• **Textauszug**
——

- Gericht / Az:
-
BSG, Urteil vom 28.6.2022 B 12 R 3/20
- Fundstelle:
- juris
- Gesetz:
- § 127 SGB IV
Bildungs- und Ausbildungstätigkeiten
Bildungs- und Ausbildungstätigkeiten, insbesondere im Bereich der Erwachsenenbildung und der Musikschulen, erfolgen in Deutschland zu einem großen Anteil durch tatsächlich oder vermeintlich selbständig tätige Lehrkräfte.

——

• **Bereitgestellte Angaben**
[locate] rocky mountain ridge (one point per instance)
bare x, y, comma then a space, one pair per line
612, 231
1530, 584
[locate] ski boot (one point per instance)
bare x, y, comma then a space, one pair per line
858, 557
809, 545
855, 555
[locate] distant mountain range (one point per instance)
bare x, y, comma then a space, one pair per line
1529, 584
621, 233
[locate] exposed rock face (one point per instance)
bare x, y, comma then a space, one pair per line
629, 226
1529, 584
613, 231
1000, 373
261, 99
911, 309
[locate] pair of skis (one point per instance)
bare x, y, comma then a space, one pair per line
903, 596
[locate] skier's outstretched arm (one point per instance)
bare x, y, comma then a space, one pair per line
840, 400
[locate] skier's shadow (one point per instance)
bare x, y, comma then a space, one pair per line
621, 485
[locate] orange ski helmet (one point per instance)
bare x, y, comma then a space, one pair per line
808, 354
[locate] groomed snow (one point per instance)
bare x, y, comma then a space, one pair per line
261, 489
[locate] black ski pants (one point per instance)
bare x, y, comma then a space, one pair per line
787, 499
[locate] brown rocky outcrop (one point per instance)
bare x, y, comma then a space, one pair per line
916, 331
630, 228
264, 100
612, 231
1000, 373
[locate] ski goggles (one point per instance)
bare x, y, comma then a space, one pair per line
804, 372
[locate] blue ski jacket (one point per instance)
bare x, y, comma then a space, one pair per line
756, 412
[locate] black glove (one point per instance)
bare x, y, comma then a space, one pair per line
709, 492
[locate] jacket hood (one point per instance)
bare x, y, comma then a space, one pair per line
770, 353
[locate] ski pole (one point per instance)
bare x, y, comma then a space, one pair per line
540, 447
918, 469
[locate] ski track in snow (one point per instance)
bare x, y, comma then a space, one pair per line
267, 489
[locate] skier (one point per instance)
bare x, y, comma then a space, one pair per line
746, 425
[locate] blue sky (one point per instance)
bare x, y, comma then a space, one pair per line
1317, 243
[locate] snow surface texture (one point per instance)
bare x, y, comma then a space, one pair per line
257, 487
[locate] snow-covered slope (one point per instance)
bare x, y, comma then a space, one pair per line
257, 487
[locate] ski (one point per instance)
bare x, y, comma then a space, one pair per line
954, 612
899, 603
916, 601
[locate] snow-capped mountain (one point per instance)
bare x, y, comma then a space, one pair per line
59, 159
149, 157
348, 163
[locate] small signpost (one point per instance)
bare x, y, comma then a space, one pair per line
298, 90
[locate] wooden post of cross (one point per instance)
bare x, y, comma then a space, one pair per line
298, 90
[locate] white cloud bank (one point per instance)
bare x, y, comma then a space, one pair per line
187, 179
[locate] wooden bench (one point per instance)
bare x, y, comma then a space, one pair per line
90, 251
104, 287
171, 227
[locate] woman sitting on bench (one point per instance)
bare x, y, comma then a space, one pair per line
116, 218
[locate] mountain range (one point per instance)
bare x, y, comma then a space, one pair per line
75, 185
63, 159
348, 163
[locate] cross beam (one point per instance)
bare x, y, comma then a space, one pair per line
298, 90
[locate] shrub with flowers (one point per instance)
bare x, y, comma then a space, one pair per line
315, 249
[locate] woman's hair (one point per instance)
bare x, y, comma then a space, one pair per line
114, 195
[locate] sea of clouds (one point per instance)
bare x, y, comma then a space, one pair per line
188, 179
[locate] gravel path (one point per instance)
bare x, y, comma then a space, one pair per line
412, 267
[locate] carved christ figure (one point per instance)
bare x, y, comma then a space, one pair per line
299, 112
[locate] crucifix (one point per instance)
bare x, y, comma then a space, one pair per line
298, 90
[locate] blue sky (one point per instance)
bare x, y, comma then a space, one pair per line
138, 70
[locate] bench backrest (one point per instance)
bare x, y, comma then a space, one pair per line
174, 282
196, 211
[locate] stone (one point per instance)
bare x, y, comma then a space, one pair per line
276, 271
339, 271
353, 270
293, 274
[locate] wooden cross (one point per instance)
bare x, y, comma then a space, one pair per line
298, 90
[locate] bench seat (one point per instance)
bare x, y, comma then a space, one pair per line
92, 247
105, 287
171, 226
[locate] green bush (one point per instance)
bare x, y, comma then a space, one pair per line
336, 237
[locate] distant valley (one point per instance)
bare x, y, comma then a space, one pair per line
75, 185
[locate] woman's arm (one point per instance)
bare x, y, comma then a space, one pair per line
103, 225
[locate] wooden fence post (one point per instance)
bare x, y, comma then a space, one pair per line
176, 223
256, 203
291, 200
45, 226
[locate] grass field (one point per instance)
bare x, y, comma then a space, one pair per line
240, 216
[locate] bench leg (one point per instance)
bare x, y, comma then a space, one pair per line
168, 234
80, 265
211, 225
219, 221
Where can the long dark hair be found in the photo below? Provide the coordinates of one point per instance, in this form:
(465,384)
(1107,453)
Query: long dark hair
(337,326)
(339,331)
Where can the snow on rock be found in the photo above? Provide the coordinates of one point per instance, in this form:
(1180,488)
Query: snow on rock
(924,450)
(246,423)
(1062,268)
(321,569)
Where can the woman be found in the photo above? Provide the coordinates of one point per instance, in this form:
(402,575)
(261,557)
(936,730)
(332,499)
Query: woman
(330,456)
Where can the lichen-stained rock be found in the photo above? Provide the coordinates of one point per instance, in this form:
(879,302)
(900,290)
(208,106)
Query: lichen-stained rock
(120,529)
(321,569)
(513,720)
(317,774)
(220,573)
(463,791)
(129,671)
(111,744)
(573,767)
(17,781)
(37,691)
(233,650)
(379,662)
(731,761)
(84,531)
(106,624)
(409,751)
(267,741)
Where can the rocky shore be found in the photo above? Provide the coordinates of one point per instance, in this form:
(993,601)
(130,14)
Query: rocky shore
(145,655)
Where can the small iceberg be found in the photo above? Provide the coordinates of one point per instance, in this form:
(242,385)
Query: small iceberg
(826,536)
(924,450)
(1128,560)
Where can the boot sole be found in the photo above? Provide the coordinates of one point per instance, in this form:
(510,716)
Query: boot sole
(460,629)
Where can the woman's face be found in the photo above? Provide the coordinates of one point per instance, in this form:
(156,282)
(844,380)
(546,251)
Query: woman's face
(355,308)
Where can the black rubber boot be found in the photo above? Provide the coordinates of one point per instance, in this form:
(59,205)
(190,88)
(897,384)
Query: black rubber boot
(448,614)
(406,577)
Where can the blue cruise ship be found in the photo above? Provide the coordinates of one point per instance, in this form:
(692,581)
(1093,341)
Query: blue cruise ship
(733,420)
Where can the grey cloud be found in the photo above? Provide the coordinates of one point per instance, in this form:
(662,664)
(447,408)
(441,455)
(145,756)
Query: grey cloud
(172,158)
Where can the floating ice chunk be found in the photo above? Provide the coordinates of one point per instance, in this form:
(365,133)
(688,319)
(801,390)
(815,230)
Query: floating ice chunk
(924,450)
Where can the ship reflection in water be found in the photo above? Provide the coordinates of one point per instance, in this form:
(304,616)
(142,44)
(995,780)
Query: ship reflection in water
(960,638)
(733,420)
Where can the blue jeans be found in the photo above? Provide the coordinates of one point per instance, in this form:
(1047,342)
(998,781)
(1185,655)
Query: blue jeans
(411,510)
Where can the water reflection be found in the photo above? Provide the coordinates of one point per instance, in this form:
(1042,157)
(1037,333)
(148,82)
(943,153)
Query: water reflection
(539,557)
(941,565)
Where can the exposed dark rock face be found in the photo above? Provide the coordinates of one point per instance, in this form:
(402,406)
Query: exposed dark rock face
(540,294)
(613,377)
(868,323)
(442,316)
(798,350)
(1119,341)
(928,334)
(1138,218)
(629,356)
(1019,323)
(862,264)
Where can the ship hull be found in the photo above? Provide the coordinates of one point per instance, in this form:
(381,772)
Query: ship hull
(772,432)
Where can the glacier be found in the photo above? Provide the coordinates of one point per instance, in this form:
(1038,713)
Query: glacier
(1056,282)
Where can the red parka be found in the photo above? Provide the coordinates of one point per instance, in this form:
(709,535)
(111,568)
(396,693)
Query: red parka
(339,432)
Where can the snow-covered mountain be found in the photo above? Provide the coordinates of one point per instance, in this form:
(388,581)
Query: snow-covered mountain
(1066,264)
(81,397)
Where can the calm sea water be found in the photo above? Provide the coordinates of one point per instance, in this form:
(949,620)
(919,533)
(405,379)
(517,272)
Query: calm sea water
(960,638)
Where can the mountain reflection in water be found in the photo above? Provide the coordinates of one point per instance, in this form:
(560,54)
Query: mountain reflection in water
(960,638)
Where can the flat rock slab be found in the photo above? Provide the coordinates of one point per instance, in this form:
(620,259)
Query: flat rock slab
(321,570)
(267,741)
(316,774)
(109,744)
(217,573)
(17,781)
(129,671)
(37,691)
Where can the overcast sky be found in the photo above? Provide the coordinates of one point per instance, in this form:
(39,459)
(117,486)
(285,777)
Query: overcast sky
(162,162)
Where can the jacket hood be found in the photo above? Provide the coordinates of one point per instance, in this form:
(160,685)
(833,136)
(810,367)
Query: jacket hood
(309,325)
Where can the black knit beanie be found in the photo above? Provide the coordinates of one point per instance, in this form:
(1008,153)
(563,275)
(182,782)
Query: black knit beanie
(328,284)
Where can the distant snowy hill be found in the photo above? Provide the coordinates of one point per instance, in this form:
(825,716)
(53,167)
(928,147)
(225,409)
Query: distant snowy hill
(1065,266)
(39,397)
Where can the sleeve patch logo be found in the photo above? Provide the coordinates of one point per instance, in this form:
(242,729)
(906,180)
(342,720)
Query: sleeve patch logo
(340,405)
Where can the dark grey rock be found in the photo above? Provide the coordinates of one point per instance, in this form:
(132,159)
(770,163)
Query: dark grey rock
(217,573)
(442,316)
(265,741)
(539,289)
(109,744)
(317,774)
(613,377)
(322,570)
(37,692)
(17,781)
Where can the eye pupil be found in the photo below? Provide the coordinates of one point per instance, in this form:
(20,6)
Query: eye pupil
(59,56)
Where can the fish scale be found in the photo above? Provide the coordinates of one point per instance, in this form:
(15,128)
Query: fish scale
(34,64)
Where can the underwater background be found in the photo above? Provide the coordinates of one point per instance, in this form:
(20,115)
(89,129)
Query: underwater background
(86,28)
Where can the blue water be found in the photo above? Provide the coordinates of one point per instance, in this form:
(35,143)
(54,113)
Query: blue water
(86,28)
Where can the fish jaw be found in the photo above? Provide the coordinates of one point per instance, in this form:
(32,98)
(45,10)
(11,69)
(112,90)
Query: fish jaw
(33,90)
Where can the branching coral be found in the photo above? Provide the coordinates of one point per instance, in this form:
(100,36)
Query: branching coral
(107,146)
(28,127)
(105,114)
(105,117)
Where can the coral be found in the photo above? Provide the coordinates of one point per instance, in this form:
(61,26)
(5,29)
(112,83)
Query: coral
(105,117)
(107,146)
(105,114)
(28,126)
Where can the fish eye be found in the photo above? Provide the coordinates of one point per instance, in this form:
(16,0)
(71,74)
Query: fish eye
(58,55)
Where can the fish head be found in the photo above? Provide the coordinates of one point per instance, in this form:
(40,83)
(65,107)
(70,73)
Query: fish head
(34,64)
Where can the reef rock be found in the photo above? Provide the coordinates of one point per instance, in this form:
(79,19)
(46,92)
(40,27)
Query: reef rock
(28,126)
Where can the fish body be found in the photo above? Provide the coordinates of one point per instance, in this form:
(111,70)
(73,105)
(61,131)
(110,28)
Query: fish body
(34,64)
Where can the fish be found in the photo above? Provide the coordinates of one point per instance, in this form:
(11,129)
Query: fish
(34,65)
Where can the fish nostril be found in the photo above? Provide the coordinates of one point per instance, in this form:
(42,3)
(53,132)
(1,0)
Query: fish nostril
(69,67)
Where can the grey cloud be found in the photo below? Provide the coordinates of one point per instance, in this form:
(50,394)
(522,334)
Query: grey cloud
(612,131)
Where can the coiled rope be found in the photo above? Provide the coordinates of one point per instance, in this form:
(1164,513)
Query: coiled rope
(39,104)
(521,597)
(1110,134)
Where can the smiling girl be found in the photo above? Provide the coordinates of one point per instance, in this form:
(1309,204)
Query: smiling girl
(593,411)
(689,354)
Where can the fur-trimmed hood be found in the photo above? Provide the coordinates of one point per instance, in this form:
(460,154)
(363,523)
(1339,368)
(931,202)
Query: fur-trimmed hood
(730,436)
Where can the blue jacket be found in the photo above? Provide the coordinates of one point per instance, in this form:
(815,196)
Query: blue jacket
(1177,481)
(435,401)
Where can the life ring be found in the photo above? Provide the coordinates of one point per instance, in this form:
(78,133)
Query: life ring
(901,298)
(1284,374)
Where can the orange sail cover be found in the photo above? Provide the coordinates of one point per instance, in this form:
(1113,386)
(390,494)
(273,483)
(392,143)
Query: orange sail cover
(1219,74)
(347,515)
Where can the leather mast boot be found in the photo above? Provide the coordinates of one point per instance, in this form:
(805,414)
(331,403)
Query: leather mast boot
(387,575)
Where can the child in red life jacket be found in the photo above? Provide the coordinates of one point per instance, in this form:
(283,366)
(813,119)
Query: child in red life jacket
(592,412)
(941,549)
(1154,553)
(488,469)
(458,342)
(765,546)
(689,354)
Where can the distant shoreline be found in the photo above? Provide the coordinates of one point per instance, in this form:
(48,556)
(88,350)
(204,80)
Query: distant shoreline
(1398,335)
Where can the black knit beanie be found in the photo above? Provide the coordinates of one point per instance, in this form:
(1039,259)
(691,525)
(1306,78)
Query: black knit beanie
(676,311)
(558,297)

——

• **Aufgaben**
**1)** Beantworten Sie zum Textauszug:
(a) Welches Gericht hat das Urteil gefällt, und von welchem Datum ist es?
(b) Welche Gesetzesvorschrift wird genannt?
(c) In welchen Bereichen sind Bildungs- und Ausbildungstätigkeiten laut Text besonders häufig?
**2)** Schreiben Sie aus dem Textauszug den Abschnitt ab, der mit den Worten „- Gericht /“ beginnt und nach den Worten „selbständig tätige Lehrkräfte.“ endet.
**3)** Erklären Sie anhand des Textauszugs, warum bei Lehrkräften in der Erwachsenenbildung und an Musikschulen die Frage der Selbständigkeit eine Rolle spielt.
Die Datensätze stammen aus einer anderen Quelle als der Textauszug.

• **Lösungen**
**1)**
(a) Das BSG, Urteil vom 28.6.2022.
(b) § 127 SGB IV.
(c) Im Bereich der Erwachsenenbildung und der Musikschulen.

**2)**
- Gericht / Az:
-
BSG, Urteil vom 28.6.2022 B 12 R 3/20
- Fundstelle:
- juris
- Gesetz:
- § 127 SGB IV
Bildungs- und Ausbildungstätigkeiten
Bildungs- und Ausbildungstätigkeiten, insbesondere im Bereich der Erwachsenenbildung und der Musikschulen, erfolgen in Deutschland zu einem großen Anteil durch tatsächlich oder vermeintlich selbständig tätige Lehrkräfte.

**3)** In Deutschland werden Bildungs- und Ausbildungstätigkeiten in diesen Bereichen zu einem großen Anteil von Lehrkräften ausgeübt, die tatsächlich oder nur vermeintlich selbständig tätig sind.